- _Exercise instructions_
Copy out the records below, swapping "Locate" for "Find" everywhere and changing nothing else. Leave the pictures out.

Collection entries:
►

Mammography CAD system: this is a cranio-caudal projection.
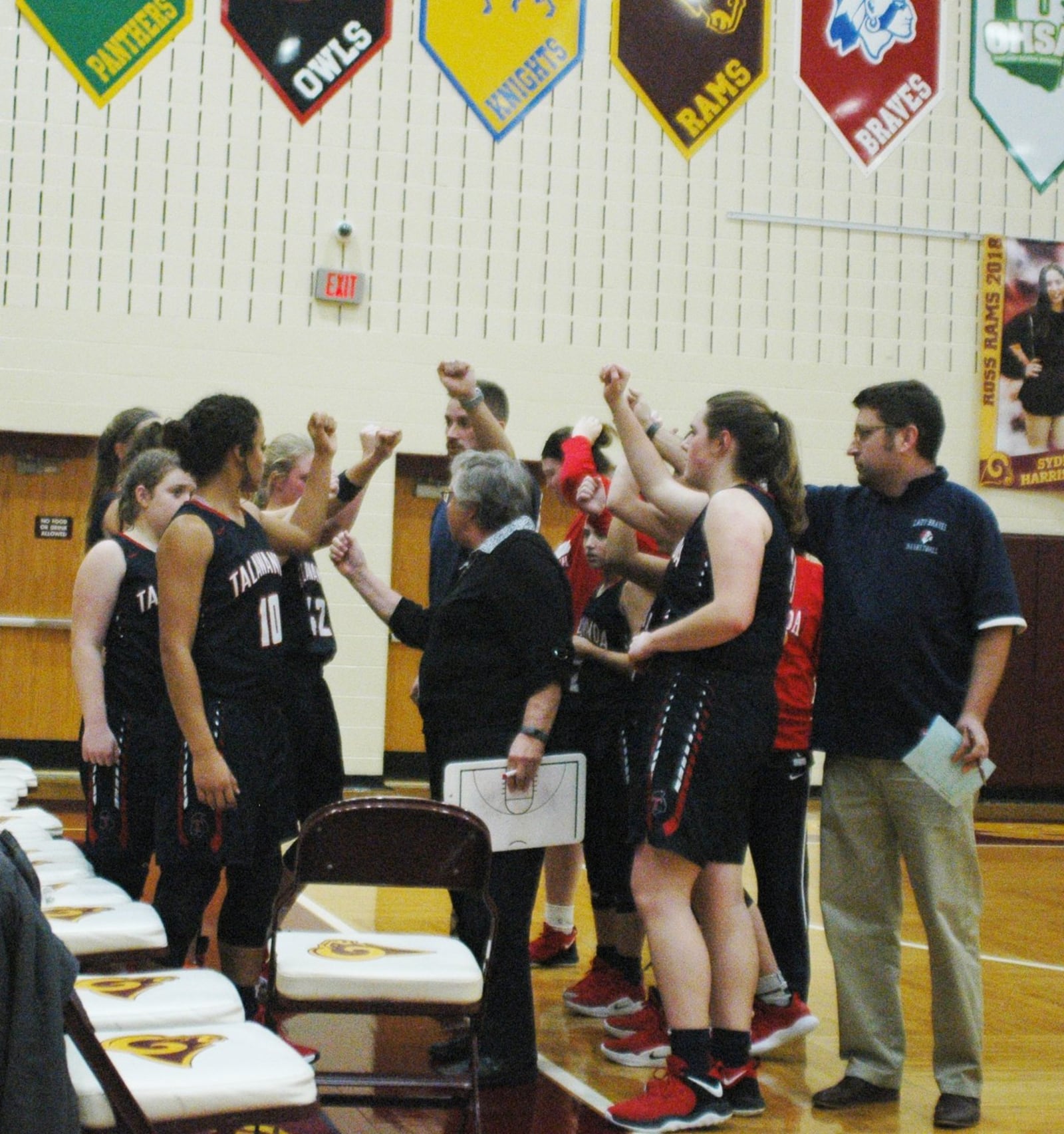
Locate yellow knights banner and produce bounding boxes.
[421,0,585,140]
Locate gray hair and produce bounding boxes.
[450,449,532,535]
[255,433,314,508]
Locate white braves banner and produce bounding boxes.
[971,0,1064,193]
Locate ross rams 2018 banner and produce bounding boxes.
[421,0,585,142]
[18,0,192,106]
[970,0,1064,193]
[611,0,773,158]
[221,0,391,122]
[797,0,942,174]
[979,236,1064,490]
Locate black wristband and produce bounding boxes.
[336,472,362,503]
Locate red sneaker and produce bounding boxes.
[561,957,646,1018]
[608,1056,732,1134]
[602,984,668,1040]
[750,992,820,1056]
[254,1005,321,1063]
[599,1028,673,1067]
[529,922,580,968]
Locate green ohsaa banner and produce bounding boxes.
[18,0,192,106]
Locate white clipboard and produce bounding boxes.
[444,752,588,851]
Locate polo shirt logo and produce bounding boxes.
[905,517,946,555]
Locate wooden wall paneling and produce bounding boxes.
[0,432,95,740]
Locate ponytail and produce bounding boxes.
[118,449,182,531]
[706,390,809,540]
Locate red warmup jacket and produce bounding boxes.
[555,436,661,631]
[773,555,823,752]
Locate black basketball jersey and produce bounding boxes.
[281,555,336,666]
[577,579,632,710]
[103,535,167,716]
[178,499,283,698]
[648,484,794,672]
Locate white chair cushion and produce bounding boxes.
[41,878,133,909]
[74,968,244,1032]
[0,756,37,787]
[271,930,483,1004]
[45,901,167,957]
[0,822,54,854]
[24,835,92,871]
[0,807,63,838]
[33,859,96,887]
[0,769,29,799]
[33,859,96,887]
[67,1024,318,1129]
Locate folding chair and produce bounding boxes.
[47,898,167,972]
[0,756,37,787]
[74,968,244,1032]
[0,770,29,799]
[267,796,495,1134]
[64,991,318,1134]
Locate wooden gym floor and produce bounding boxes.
[267,805,1064,1134]
[56,785,1064,1134]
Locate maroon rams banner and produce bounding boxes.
[979,236,1064,491]
[612,0,771,158]
[797,0,942,174]
[221,0,391,122]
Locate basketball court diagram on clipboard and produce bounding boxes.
[444,752,588,851]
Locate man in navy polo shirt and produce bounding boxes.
[805,382,1025,1128]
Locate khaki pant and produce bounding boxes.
[820,756,982,1097]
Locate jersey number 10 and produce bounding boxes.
[259,594,281,650]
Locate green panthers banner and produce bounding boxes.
[18,0,192,106]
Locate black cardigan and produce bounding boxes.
[389,531,572,756]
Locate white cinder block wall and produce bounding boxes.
[0,0,1064,775]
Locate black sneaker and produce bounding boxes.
[714,1059,765,1115]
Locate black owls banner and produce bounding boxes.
[221,0,391,122]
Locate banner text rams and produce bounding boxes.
[676,59,753,138]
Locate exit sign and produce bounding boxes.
[314,267,368,303]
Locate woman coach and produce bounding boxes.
[331,450,572,1084]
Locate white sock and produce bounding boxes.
[757,970,791,1008]
[543,901,577,933]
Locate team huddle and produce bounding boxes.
[72,363,1024,1132]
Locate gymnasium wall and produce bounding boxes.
[0,0,1064,775]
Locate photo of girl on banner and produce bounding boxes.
[979,237,1064,489]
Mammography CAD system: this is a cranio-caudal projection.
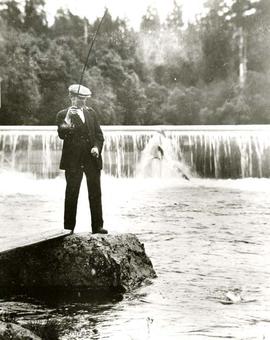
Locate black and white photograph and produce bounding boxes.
[0,0,270,340]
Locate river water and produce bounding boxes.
[0,172,270,340]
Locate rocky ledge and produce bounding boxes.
[0,233,156,291]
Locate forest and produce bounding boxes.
[0,0,270,125]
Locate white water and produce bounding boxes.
[0,125,270,178]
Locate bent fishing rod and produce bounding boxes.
[77,8,108,95]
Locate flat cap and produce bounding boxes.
[68,84,92,98]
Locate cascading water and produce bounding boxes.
[0,125,270,178]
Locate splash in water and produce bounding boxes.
[137,131,190,180]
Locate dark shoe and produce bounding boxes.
[64,226,74,234]
[93,228,108,234]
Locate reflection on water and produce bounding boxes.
[0,173,270,340]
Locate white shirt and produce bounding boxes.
[65,106,85,125]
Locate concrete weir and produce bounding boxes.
[0,233,156,292]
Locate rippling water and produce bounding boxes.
[0,173,270,340]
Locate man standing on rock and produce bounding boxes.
[56,84,108,234]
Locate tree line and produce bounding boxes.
[0,0,270,125]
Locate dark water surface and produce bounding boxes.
[0,174,270,340]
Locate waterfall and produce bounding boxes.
[0,125,270,178]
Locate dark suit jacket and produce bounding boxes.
[56,107,104,170]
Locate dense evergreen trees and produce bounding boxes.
[0,0,270,124]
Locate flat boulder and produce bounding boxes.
[0,321,41,340]
[0,233,156,291]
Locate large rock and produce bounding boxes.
[0,233,156,291]
[0,321,41,340]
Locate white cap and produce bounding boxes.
[68,84,92,98]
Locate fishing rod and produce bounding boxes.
[77,8,108,95]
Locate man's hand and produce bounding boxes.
[91,146,99,158]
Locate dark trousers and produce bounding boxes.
[64,163,103,232]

◄

- _Response below_
Mammography CAD system: this is a cranio-caudal projection.
Find yellow knights banner and produce bounding boxes.
[421,0,585,140]
Find gray hair and produce bounding boxes.
[450,449,532,535]
[255,433,314,508]
Find white braves banner and produce bounding boxes.
[971,0,1064,193]
Find ross rams 2018 banner and produce bounding boxes.
[421,0,585,142]
[18,0,192,106]
[970,0,1064,193]
[611,0,773,158]
[221,0,391,122]
[797,0,942,174]
[979,236,1064,490]
Find black wristband and produce bounding boxes.
[336,472,362,503]
Find red sneaker and produce bounding boxes.
[561,957,646,1018]
[608,1056,732,1134]
[602,984,668,1040]
[750,992,820,1056]
[254,1005,321,1063]
[599,1028,673,1067]
[529,922,580,968]
Find green ohsaa banner and produce bounding boxes.
[18,0,192,106]
Find white clipboard and produce bounding boxes.
[444,752,588,851]
Find polo shirt logo and produce bounding boxes.
[905,517,946,555]
Find wooden wall paneling and produce bounding boxes.
[0,432,95,740]
Find ponytail and produce bounding boxes.
[118,449,182,531]
[706,390,809,540]
Find red warmup jacket and produce bounding boxes.
[555,436,661,631]
[773,555,823,752]
Find black basketball jersey and produce bounding boxes.
[281,555,336,666]
[577,579,632,710]
[103,535,167,716]
[178,499,283,698]
[648,484,794,672]
Find white chair cushion and produce bounding boxes.
[41,878,133,909]
[74,968,244,1032]
[0,756,37,787]
[271,930,483,1004]
[45,901,167,957]
[0,822,54,854]
[24,835,92,871]
[0,807,63,838]
[33,859,96,887]
[0,769,29,799]
[33,859,96,887]
[67,1024,318,1129]
Find folding chair and produce bounding boxes.
[47,898,167,972]
[0,756,37,787]
[74,968,244,1032]
[0,770,29,799]
[267,796,495,1134]
[64,991,318,1134]
Find wooden gym floor and produce bounding boxes.
[267,805,1064,1134]
[56,785,1064,1134]
Find maroon rams banner and produce bounding boxes.
[979,236,1064,491]
[612,0,771,158]
[797,0,942,174]
[221,0,391,122]
Find basketball court diagram on clipboard and produce bounding boxes.
[444,752,588,851]
Find man in navy polo shirt and produce bounding boxes.
[805,382,1025,1128]
Find khaki pant and produce bounding boxes.
[820,756,982,1097]
Find jersey number 10 and produce bounding boxes.
[259,594,281,650]
Find green panthers banner and produce bounding boxes.
[18,0,192,106]
Find black cardigan and produce bounding boxes.
[389,531,572,756]
Find white cinder block wall and produce bounding boxes.
[0,0,1064,775]
Find black sneaker and produce bounding boxes.
[714,1059,765,1115]
Find black owls banner and produce bounding boxes.
[221,0,391,122]
Find banner text rams and produce bounding boxes.
[676,59,753,138]
Find exit sign and produce bounding boxes.
[314,267,368,303]
Find woman coach and produce bounding boxes.
[331,450,572,1084]
Find white sock and produce bounding boxes.
[757,970,791,1008]
[543,901,577,933]
Find team huddle and produce bounding boxes.
[72,363,1024,1132]
Find gymnasium wall and produce bounding boxes.
[0,0,1064,775]
Find photo of girl on banner and produce bounding boxes.
[979,237,1064,489]
Mammography CAD system: this is a cranio-caudal projection.
Find black and white photograph and produce bounding boxes.
[0,0,270,340]
Find river water and produce bounding boxes.
[0,172,270,340]
Find rocky ledge and produce bounding boxes.
[0,233,156,291]
Find forest and produce bounding boxes.
[0,0,270,125]
Find white water and produce bounding boxes.
[0,125,270,178]
Find bent fishing rod and produce bounding boxes.
[77,8,108,95]
Find flat cap and produce bounding boxes.
[68,84,92,98]
Find cascading water and produce bounding boxes.
[0,125,270,178]
Find splash in water and produce bounding boxes.
[137,131,190,180]
Find dark shoe and produce bounding boxes.
[64,226,74,234]
[93,228,108,234]
Find reflection on water and produce bounding boxes.
[0,173,270,340]
Find white shirt and produce bounding boxes.
[65,106,85,125]
Find concrete weir and produce bounding boxes.
[0,233,156,292]
Find rippling water and produce bounding boxes.
[0,173,270,340]
Find man standing on rock and produce bounding boxes.
[56,84,108,234]
Find tree line and produce bounding boxes.
[0,0,270,125]
Find dark water surface and produce bounding boxes.
[0,174,270,340]
Find waterfall and produce bounding boxes.
[0,125,270,178]
Find dark suit jacket and produce bounding boxes.
[56,107,104,170]
Find dense evergreen trees and produce bounding boxes.
[0,0,270,124]
Find flat boulder and produce bounding boxes.
[0,321,41,340]
[0,233,156,291]
Find large rock and produce bounding boxes.
[0,233,156,291]
[0,321,41,340]
Find white cap and produce bounding boxes.
[68,84,92,98]
Find fishing rod and produce bounding boxes.
[77,8,108,95]
Find man's hand and produce bounding boxes.
[91,146,99,158]
Find dark trousers and produce bounding boxes.
[64,163,103,232]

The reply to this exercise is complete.